▸ STATED TASK
Each line from the one that holds "Phrase: forest canopy" to the end of the records is to be retyped exactly. Pictures are not part of the copy.

▸ SOURCE DATA

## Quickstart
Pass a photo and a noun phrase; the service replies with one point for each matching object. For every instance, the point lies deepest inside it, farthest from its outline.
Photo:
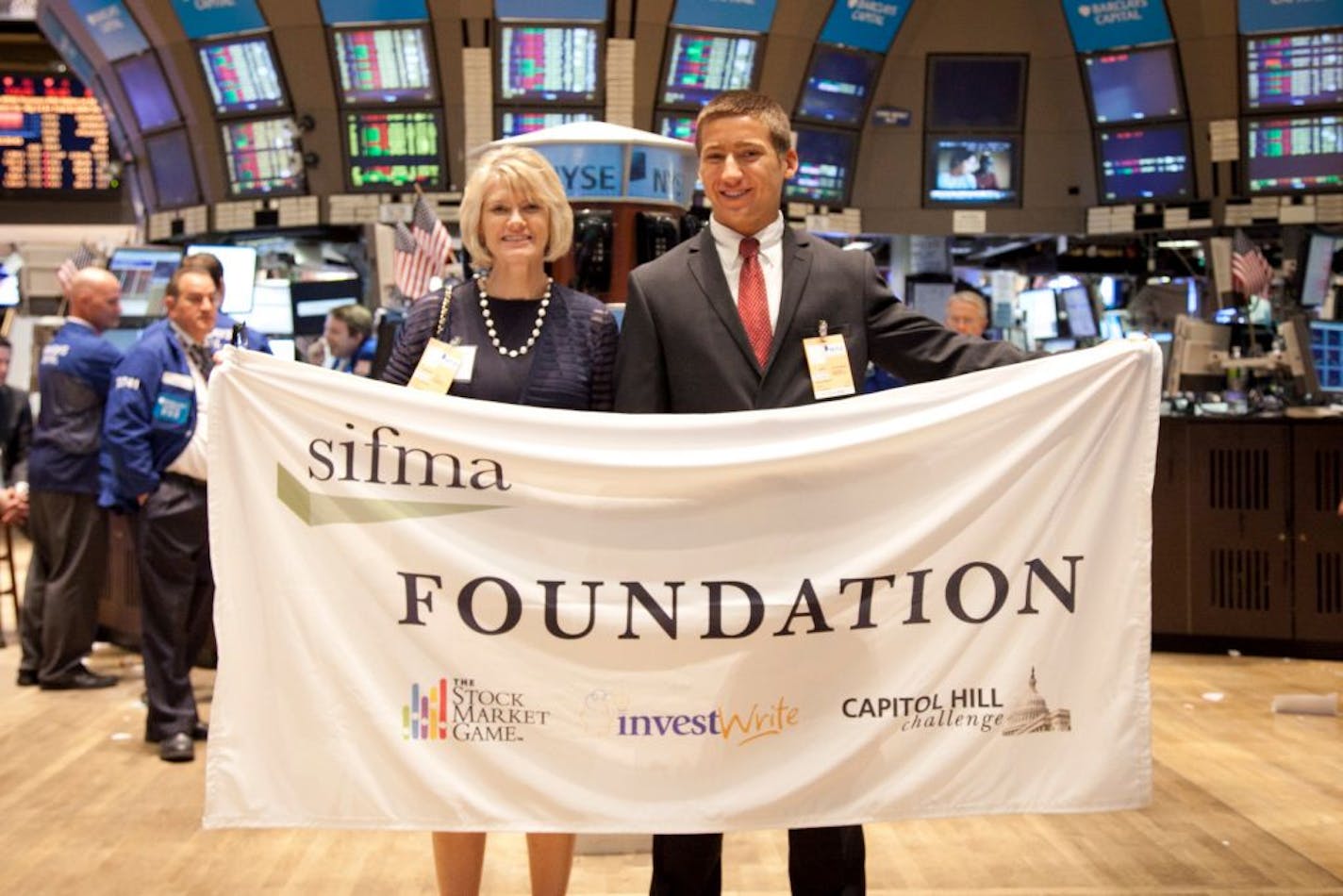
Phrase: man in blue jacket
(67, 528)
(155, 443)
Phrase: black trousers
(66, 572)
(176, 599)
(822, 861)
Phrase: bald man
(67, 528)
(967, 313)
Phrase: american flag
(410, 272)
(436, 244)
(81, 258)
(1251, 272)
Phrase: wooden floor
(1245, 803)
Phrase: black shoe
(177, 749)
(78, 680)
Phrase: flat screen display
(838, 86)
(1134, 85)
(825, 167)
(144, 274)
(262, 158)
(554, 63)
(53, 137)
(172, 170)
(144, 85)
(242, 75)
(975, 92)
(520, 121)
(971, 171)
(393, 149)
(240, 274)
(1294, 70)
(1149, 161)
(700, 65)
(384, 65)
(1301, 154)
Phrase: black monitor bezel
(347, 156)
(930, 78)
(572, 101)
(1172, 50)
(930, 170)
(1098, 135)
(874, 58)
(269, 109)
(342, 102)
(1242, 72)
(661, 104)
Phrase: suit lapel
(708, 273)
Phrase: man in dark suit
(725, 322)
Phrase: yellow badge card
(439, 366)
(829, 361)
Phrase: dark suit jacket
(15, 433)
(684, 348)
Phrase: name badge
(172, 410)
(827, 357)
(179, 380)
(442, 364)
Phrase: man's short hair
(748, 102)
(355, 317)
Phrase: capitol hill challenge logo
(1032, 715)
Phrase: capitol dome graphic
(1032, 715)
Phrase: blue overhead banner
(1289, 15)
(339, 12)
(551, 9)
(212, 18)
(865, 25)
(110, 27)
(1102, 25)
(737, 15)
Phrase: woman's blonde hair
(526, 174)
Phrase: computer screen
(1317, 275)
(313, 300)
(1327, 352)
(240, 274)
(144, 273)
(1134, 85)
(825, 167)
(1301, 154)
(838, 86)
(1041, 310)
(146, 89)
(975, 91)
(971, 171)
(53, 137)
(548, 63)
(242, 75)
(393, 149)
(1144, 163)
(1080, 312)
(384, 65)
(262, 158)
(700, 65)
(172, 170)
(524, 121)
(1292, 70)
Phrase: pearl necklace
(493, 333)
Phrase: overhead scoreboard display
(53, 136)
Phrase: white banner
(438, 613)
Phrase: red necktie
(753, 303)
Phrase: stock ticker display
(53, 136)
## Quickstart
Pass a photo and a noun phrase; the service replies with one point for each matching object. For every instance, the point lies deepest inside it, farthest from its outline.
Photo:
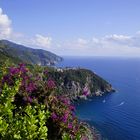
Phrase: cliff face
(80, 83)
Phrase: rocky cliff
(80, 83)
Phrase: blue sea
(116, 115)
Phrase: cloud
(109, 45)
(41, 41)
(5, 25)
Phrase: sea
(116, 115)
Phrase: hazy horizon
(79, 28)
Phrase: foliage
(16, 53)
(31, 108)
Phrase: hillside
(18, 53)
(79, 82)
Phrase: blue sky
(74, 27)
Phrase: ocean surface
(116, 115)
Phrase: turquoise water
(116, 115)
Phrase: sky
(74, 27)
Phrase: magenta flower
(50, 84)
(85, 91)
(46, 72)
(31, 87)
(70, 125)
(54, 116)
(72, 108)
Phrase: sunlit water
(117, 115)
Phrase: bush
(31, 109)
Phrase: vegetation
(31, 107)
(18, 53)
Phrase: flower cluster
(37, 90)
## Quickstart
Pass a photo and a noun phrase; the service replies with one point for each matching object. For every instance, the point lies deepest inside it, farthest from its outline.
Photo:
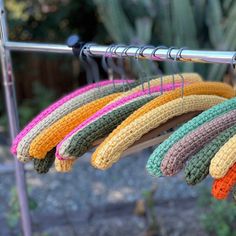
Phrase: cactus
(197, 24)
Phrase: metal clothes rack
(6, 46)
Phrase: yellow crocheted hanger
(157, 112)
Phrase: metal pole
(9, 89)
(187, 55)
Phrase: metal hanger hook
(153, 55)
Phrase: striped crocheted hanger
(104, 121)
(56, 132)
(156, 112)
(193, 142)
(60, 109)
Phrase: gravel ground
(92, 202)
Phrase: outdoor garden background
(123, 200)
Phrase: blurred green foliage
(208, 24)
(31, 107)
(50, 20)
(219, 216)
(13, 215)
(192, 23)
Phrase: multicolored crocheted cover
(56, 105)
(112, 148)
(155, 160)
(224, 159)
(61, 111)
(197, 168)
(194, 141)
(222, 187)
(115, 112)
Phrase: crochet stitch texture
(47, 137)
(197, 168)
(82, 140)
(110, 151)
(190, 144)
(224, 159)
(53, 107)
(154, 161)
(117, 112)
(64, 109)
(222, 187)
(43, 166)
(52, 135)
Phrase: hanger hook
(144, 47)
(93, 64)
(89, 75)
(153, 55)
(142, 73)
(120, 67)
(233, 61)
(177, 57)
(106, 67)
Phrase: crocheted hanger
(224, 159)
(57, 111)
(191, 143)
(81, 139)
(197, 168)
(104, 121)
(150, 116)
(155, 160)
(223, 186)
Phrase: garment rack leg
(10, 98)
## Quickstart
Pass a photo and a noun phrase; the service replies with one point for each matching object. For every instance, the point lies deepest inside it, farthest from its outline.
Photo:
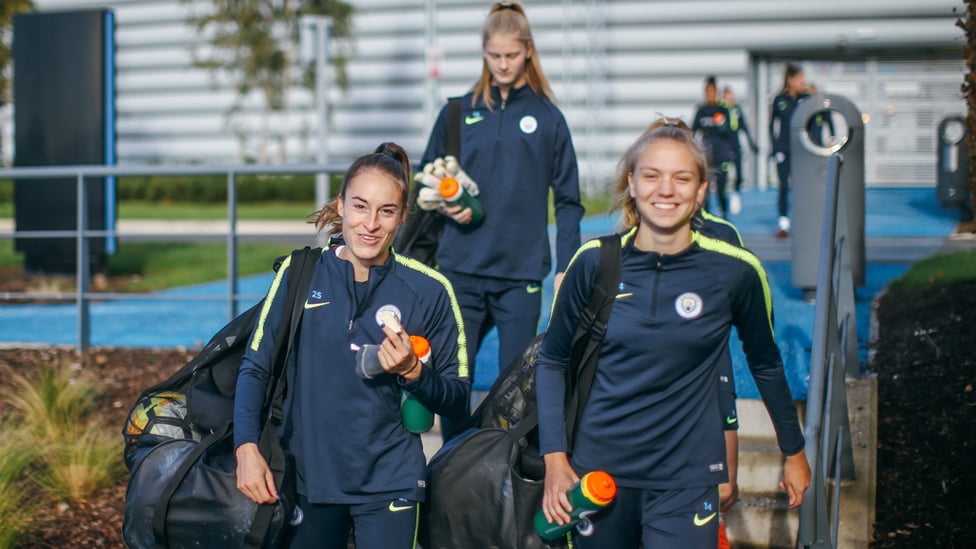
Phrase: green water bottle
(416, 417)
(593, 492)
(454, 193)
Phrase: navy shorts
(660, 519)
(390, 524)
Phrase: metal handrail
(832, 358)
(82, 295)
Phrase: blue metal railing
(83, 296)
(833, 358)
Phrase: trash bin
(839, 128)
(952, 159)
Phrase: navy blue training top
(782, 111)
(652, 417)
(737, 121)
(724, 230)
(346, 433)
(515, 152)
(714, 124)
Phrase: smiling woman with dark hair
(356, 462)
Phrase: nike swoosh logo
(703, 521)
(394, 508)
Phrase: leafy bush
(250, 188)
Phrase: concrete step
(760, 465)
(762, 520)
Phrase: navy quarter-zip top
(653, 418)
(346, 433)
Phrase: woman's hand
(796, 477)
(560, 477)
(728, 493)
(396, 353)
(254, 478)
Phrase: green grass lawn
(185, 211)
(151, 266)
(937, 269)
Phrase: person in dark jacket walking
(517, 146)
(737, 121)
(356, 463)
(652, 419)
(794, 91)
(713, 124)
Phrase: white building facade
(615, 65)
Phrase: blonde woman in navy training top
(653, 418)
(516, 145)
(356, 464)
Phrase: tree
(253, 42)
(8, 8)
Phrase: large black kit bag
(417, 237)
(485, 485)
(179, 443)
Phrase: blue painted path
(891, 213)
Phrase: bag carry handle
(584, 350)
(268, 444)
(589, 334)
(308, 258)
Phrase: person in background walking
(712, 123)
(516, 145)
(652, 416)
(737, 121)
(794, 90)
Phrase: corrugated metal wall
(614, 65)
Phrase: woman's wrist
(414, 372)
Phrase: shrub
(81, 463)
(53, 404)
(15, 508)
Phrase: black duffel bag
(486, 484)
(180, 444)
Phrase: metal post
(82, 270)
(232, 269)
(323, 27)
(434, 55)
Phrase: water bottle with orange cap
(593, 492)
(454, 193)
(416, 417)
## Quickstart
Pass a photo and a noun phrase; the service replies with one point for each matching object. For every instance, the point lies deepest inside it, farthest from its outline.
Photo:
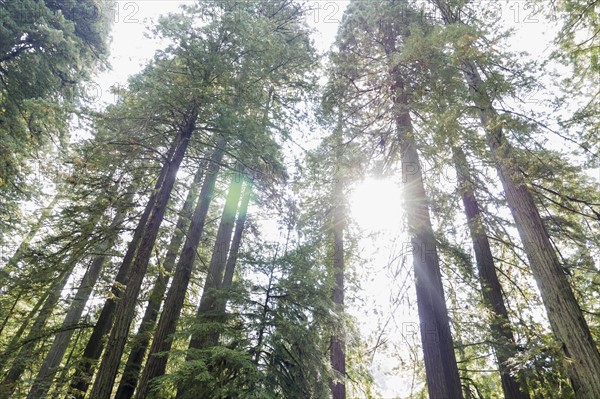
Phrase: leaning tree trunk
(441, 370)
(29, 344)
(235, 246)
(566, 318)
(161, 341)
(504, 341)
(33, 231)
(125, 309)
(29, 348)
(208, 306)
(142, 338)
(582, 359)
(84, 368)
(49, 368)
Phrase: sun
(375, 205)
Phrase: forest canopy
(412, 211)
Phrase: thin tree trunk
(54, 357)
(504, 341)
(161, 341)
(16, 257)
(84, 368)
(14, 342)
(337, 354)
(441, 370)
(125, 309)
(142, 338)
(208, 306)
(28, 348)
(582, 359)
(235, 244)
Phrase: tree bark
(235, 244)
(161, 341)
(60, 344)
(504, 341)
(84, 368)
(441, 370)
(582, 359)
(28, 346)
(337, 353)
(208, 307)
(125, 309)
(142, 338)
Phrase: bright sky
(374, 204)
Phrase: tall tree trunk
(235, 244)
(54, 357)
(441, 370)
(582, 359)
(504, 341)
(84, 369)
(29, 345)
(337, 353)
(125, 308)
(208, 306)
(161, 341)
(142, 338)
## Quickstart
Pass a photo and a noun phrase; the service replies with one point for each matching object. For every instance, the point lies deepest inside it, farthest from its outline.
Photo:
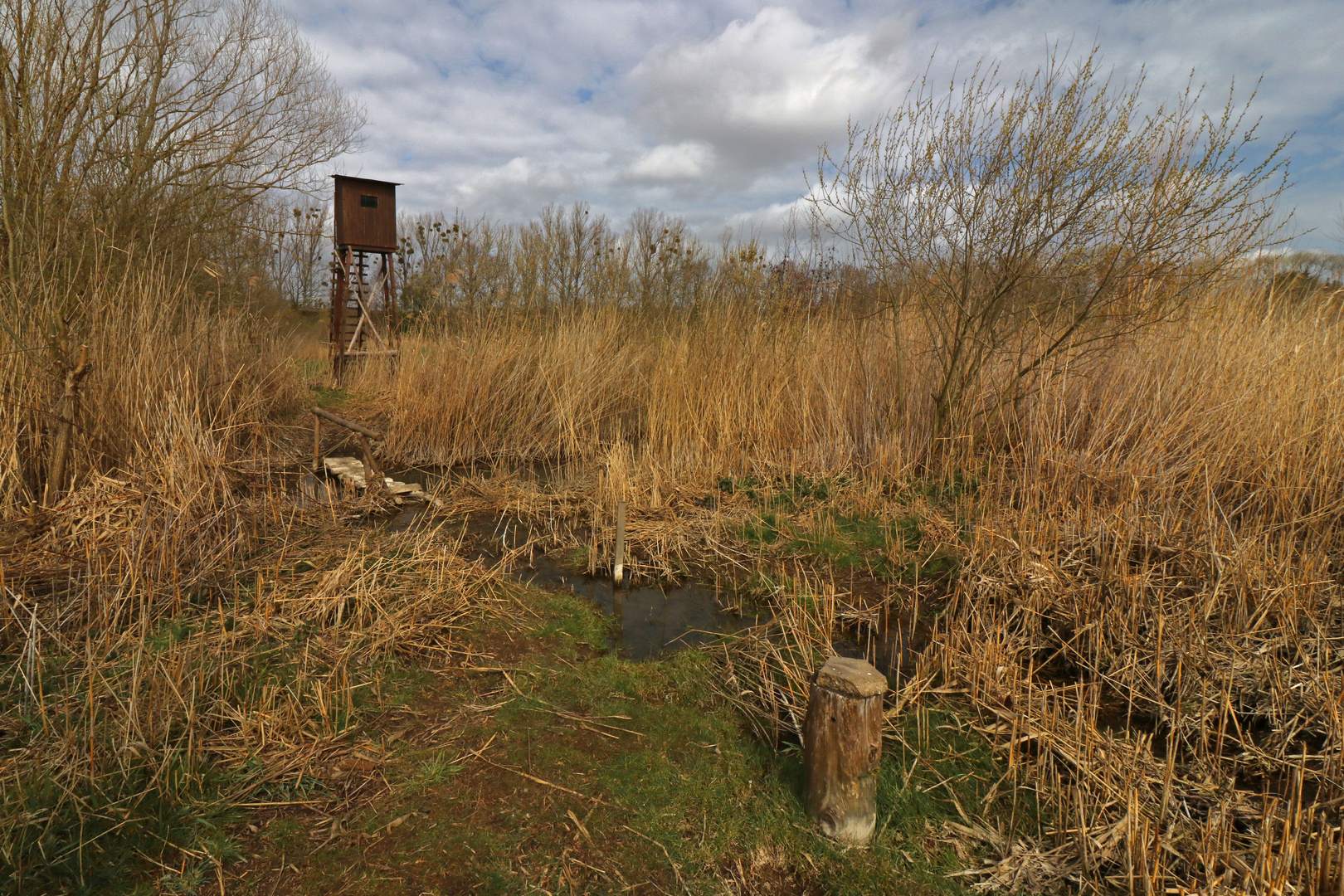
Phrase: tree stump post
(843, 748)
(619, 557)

▸ OUTPUT
Phrase: forest canopy
(412, 211)
Phrase: thin tree trunk
(54, 357)
(504, 341)
(161, 341)
(16, 257)
(84, 368)
(14, 342)
(337, 354)
(441, 370)
(125, 309)
(142, 338)
(208, 306)
(28, 348)
(582, 359)
(235, 244)
Phrase: tree bark
(235, 244)
(161, 341)
(60, 344)
(504, 341)
(84, 368)
(441, 370)
(582, 359)
(28, 346)
(337, 353)
(208, 307)
(125, 309)
(142, 338)
Phrase: bright sky
(374, 204)
Phrase: tall tree trunk
(235, 244)
(54, 357)
(441, 370)
(582, 359)
(504, 341)
(84, 369)
(29, 345)
(337, 353)
(125, 308)
(208, 306)
(161, 341)
(142, 338)
## Quickstart
Pass a photo and a noun phrase; the service replies with one point for each matching object. For every instance, the point lies deepest inside it, farthest from its outline.
Photo:
Phrase: tree stump post
(843, 748)
(619, 557)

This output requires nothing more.